*Task instructions*. The required output is the lines below from the line containing "[locate] spoked b logo (one point each)" to the line containing "[locate] yellow jersey", inclusive, retyped exactly. No other lines belong in it.

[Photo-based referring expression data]
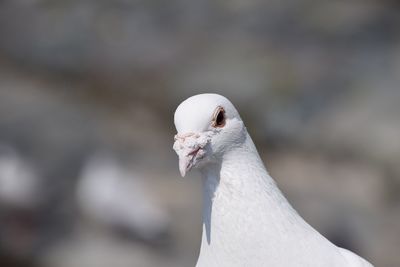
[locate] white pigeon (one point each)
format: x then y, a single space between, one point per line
246 219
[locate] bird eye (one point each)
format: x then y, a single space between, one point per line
219 118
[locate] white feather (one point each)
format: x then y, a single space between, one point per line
246 219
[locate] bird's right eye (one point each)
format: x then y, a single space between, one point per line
218 120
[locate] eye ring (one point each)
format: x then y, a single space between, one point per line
218 120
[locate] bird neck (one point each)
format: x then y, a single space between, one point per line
240 197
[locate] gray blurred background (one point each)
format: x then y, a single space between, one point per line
87 94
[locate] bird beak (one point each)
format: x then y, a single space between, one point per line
187 160
189 148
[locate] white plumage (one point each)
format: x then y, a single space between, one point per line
246 219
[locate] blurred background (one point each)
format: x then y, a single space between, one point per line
88 89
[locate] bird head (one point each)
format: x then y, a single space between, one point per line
208 126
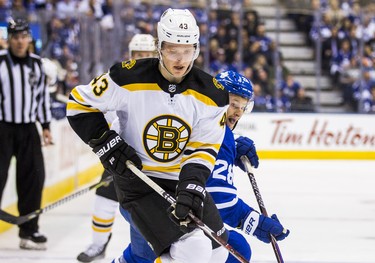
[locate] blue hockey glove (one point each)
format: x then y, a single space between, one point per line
113 152
246 146
262 227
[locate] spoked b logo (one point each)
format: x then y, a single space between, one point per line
165 137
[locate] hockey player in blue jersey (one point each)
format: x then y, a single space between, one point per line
233 210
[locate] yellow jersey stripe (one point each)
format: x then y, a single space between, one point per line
200 155
202 98
141 87
162 169
79 107
76 95
101 230
196 145
101 220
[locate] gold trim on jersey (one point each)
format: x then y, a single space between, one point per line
203 145
142 87
101 220
76 95
199 96
163 169
71 105
200 155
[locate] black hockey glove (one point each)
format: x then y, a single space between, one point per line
190 195
113 152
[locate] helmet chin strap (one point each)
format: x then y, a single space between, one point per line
161 62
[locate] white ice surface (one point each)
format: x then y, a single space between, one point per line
329 207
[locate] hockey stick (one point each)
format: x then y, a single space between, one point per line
196 220
18 220
249 171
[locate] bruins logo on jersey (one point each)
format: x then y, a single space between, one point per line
218 84
165 137
128 64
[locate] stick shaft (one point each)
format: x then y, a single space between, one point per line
197 221
249 171
18 220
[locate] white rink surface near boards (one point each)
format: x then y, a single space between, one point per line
329 206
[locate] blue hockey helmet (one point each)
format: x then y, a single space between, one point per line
236 83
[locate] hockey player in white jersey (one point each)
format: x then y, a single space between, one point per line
233 210
171 123
105 203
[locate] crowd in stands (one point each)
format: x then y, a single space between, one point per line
346 32
220 34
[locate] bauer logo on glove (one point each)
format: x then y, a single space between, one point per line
112 143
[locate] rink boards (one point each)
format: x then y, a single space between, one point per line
70 163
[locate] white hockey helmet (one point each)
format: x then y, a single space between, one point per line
51 71
178 26
142 42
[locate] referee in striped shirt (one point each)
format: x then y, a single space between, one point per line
24 99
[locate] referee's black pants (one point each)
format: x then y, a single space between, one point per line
23 142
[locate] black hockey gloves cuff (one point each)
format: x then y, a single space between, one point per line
113 152
190 196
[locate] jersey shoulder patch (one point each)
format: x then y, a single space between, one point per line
208 86
133 71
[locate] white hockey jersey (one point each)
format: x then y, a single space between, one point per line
169 125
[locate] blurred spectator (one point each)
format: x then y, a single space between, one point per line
18 9
261 77
262 101
330 48
91 8
280 102
5 12
335 12
302 102
290 87
66 8
369 100
342 60
360 87
262 44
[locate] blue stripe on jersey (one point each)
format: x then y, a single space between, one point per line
220 183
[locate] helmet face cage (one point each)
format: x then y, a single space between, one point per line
18 25
178 26
142 42
237 84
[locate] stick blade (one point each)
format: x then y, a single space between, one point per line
6 217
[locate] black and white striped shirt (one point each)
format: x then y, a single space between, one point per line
24 95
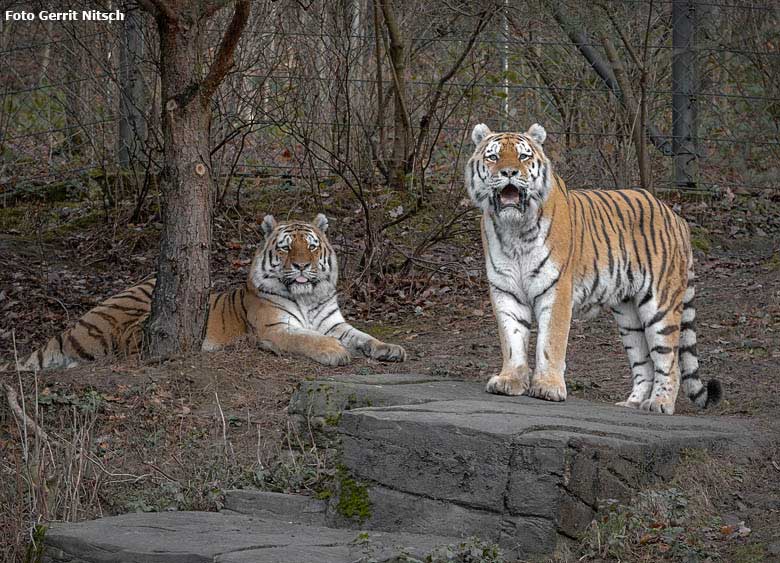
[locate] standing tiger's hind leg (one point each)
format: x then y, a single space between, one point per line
642 370
662 331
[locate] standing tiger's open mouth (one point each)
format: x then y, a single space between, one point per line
511 196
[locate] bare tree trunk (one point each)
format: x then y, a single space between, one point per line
579 37
73 93
634 112
132 98
180 301
684 107
399 165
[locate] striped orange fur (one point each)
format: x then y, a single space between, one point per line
551 254
288 305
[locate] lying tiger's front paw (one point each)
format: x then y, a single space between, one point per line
514 382
550 387
331 353
385 352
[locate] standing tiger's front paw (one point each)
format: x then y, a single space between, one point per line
509 382
657 405
550 387
331 353
385 352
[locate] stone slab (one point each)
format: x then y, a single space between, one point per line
195 537
279 506
328 397
444 457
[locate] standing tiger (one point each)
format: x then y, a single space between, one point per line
288 305
551 253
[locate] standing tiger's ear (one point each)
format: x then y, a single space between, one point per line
537 133
480 132
268 226
321 222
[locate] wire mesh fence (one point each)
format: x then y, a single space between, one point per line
366 92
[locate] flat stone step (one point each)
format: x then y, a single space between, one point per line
195 537
443 457
279 506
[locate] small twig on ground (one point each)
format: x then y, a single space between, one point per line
12 398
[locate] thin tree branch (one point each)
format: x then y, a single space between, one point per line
159 8
223 61
603 69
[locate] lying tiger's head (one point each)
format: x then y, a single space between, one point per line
296 259
508 172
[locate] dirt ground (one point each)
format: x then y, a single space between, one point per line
174 436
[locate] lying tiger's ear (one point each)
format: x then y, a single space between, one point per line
480 132
537 133
321 222
269 224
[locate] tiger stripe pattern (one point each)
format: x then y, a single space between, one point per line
552 254
288 305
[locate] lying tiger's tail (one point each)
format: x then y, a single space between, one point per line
702 395
49 356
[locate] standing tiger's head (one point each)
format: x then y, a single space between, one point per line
508 172
296 260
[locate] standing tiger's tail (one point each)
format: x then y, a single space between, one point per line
702 395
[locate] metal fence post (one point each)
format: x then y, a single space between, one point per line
684 104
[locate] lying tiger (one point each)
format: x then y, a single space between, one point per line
288 305
551 253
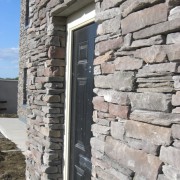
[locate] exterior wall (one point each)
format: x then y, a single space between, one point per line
8 92
136 107
136 116
23 54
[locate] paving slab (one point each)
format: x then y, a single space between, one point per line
15 130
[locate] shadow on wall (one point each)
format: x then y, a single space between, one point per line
8 96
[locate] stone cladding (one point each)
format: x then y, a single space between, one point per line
136 128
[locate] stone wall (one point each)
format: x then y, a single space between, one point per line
136 117
136 120
8 96
23 54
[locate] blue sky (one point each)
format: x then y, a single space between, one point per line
9 38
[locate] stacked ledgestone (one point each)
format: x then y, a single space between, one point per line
45 60
137 74
136 128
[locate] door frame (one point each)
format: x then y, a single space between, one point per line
77 20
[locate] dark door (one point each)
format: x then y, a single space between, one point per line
81 107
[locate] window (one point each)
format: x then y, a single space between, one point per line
25 87
27 13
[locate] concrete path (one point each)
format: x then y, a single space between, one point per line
15 130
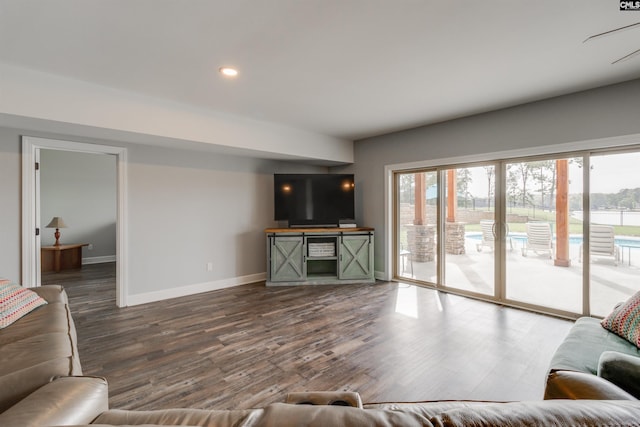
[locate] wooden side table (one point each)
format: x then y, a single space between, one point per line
61 257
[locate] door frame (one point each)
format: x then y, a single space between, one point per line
31 147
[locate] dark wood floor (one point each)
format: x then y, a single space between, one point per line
249 345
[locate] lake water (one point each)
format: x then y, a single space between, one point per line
611 217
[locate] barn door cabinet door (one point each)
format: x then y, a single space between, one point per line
356 256
287 258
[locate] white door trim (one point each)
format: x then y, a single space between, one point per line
30 218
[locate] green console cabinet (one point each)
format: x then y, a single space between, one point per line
316 256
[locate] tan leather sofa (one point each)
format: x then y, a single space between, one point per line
42 348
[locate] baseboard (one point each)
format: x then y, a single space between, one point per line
198 288
98 259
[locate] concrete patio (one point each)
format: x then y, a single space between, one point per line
535 279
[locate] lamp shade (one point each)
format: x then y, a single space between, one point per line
56 222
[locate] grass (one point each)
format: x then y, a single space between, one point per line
575 225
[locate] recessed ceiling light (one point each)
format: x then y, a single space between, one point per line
228 71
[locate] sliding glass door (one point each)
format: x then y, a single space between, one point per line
614 255
544 239
417 219
521 232
469 232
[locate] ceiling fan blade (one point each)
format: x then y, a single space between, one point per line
606 33
624 58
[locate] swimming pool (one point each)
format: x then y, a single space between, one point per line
573 240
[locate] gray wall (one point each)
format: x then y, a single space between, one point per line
185 209
80 188
600 113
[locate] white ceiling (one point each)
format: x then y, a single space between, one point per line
343 68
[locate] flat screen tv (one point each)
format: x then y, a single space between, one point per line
313 199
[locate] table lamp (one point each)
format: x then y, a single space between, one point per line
57 223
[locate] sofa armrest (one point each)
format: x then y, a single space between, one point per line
63 401
580 385
621 369
335 398
52 293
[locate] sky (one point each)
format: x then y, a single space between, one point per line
609 174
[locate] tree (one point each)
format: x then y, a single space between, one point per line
518 179
463 180
491 172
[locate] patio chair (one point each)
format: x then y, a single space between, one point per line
602 243
539 238
488 237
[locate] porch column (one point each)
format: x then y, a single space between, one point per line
452 195
562 214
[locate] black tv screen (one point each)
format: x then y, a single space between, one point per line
313 199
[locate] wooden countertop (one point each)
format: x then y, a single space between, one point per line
317 230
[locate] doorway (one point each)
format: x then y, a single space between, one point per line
31 226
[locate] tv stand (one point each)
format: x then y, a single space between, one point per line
316 256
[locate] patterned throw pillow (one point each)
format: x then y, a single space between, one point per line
624 320
15 302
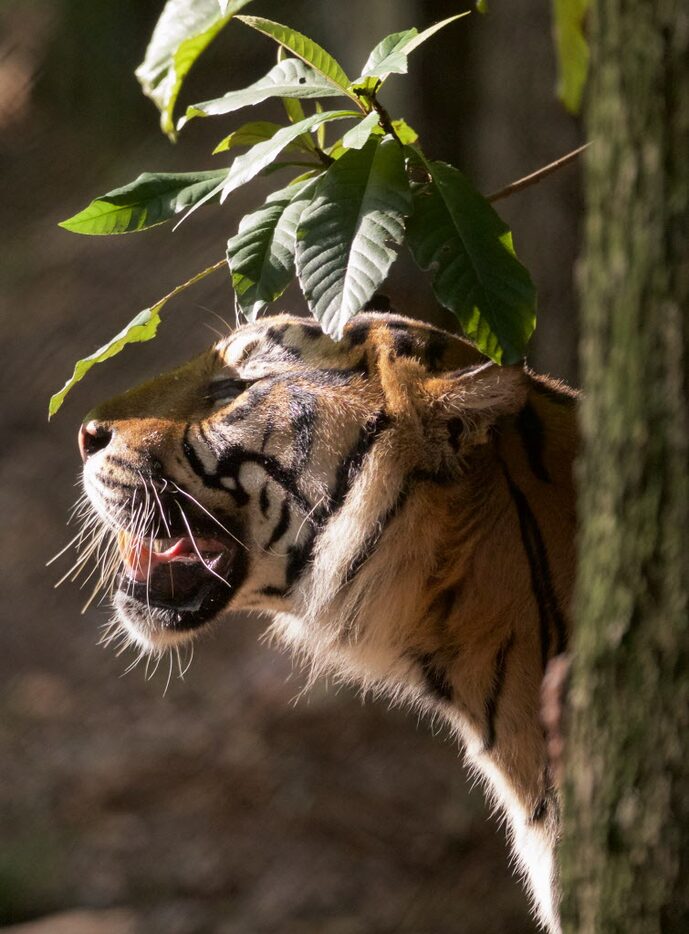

*The completed task*.
[locate] spoked b logo (one point each)
format: x then y, a single space between, one point per line
165 137
[locate] hockey player in blue jersey (one point each)
format: x then y, a single space between, one point per line
233 210
[locate] yellow jersey stripe (one point each)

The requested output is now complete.